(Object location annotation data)
----------------
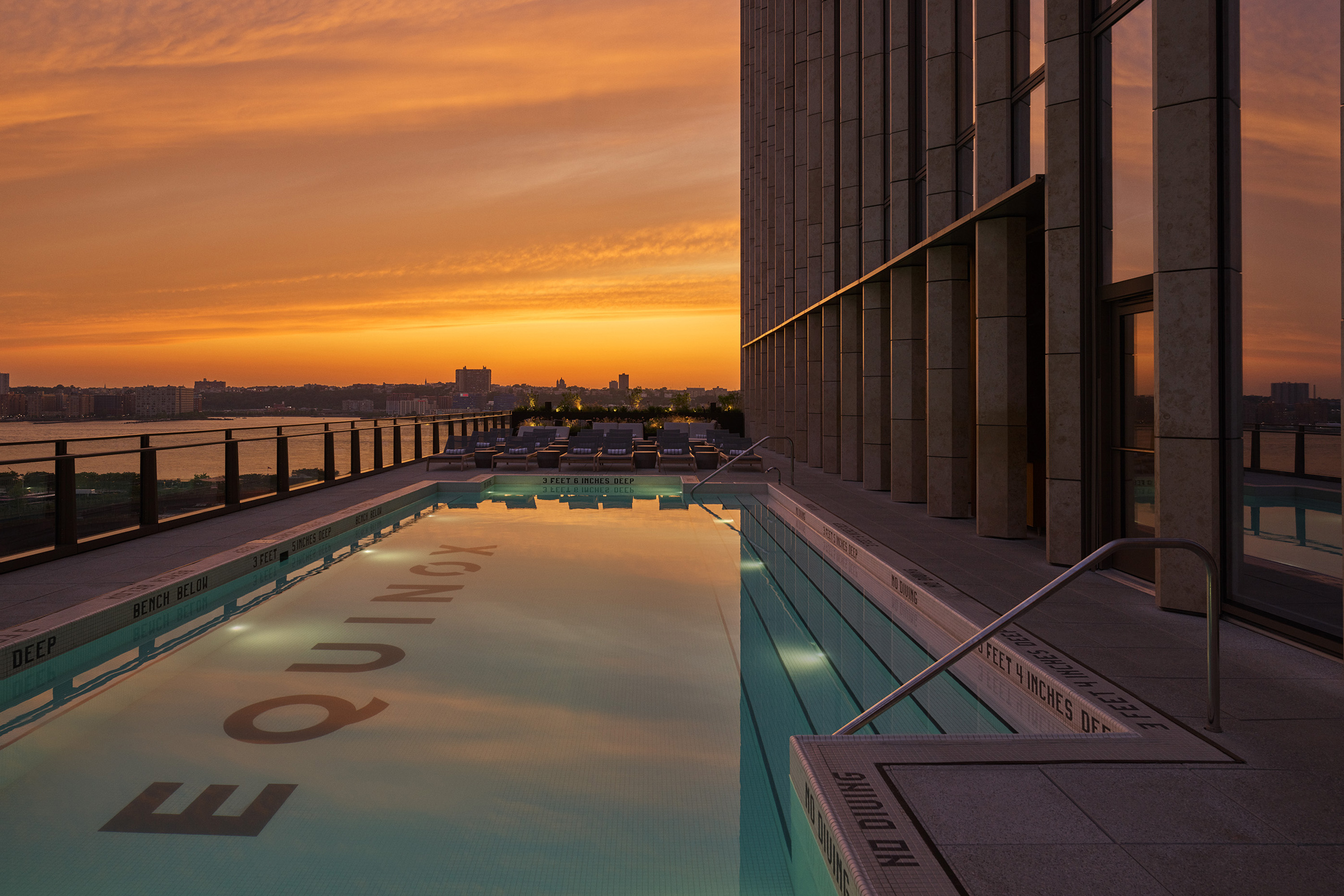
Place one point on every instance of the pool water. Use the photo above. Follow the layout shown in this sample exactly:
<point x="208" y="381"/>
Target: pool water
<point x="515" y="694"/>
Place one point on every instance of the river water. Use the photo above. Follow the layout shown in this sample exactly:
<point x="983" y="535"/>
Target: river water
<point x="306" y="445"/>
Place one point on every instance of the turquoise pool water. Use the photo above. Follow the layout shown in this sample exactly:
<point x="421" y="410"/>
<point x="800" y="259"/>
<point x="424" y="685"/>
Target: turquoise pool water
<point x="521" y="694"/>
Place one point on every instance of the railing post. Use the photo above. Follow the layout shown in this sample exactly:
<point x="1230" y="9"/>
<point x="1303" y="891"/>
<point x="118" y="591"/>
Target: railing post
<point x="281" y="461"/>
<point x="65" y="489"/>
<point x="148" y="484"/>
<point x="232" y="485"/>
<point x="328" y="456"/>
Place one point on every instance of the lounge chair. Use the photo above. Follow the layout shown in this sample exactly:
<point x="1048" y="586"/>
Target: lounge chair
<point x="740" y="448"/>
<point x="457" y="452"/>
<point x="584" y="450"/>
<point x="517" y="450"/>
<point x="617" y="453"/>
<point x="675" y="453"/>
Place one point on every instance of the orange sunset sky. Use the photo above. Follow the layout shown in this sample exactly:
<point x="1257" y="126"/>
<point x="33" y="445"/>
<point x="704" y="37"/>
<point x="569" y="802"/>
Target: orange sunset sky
----------------
Each line of the data is to be duplicated exactly; pictures stay out of the copy.

Place one point on every instance of the pool water. Use the photo above. Follow the layout shown in this sample exactly:
<point x="208" y="381"/>
Target: pool water
<point x="515" y="694"/>
Place one point on every instance of the river water. Use the photo above. Follow the layout shown in this sample exactly:
<point x="983" y="535"/>
Target: river water
<point x="306" y="445"/>
Place one point on every instance of the turquoise pool water. Use the photo above. Follow the layout shown in this sample exactly:
<point x="421" y="410"/>
<point x="800" y="259"/>
<point x="424" y="685"/>
Target: turquoise pool water
<point x="521" y="694"/>
Place one point on every instance of the railing post. Use the photo above. Follow the layout shown in this sample exactly:
<point x="1230" y="9"/>
<point x="1303" y="891"/>
<point x="118" y="591"/>
Target: railing post
<point x="281" y="461"/>
<point x="65" y="489"/>
<point x="148" y="484"/>
<point x="232" y="485"/>
<point x="328" y="456"/>
Place one point on every instance of the lounge chair. Use the photo above. Follow the layout shown in this sample exactly:
<point x="1048" y="586"/>
Target: lounge chair
<point x="740" y="448"/>
<point x="457" y="452"/>
<point x="584" y="450"/>
<point x="517" y="450"/>
<point x="617" y="453"/>
<point x="675" y="453"/>
Place one point on every instance of the orange sunset sky. Use the photo above. Follow the layout shown in this sample exactly:
<point x="1257" y="126"/>
<point x="33" y="445"/>
<point x="704" y="37"/>
<point x="569" y="802"/>
Target: orange sunset sky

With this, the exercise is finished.